• Prompt 1
From the passage on the Tehran Non-Aligned Movement summit, output word for word everything from "Center for Strategic" down to "which to puzzle.".
• Prompt 2
In the passage on the Tehran Non-Aligned Movement summit, render this sentence in Spanish: "Little was left off the diplomatic negotiating table last week."

• Exercise passage
▬▬▬
Center for Strategic Communication

Iranian President Mahmoud Ahmadinejad speaking at last week’s Non-Aligned Movement Summit in Tehran

 

The Non-Aligned Movement’s triennial summit in Tehran drew to a close last Friday, leaving mixed messages through which to puzzle.

On the one hand, the summit could be seen as a case study of balance of power in the Middle East. On the other hand, it was a wake-up call for the Iranian regime from the other regional powers.

Little was left off the diplomatic negotiating table last week. From Iran’s nuclear program to the structure of the UN Security Council, to human rights, and the Syrian conflict, world leaders apparently were unafraid to make their presence felt.

Indian Prime Minister, Manmohan Singh brought the largest delegation to Tehran on the heels of a year spent bypassing international trade sanctions with the regime.

UN Secretary General Ban Ki Moon broached several contentious topics with his hosts as well as commenting on the criticism of his visit:

“I think that [the trip] should not have been controversial. As a secretary-general of the United Nations, I have a mandate to engage with all the member states of the United Nations.”

He called on his hosts to comply with five Security Council resolutions that address Iran’s nuclear program, and ending their uranium enrichment program. However, the 120-nation summit declared its support for Iran’s nuclear program and its right to a full nuclear cycle, which means, of course, support for Iran’s right to continue enrichment.
▬▬▬
• Given information
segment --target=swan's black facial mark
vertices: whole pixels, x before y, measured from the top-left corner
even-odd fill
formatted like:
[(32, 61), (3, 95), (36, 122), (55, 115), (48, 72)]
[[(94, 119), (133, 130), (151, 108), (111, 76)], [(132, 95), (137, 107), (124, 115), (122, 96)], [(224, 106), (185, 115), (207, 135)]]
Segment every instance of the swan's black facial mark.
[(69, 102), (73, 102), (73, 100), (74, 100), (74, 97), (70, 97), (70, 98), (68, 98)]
▬▬▬
• Task result 1
Center for Strategic Communication

Iranian President Mahmoud Ahmadinejad speaking at last week’s Non-Aligned Movement Summit in Tehran

 

The Non-Aligned Movement’s triennial summit in Tehran drew to a close last Friday, leaving mixed messages through which to puzzle.

• Task result 2
Poco quedó fuera de la mesa de negociaciones diplomáticas la semana pasada.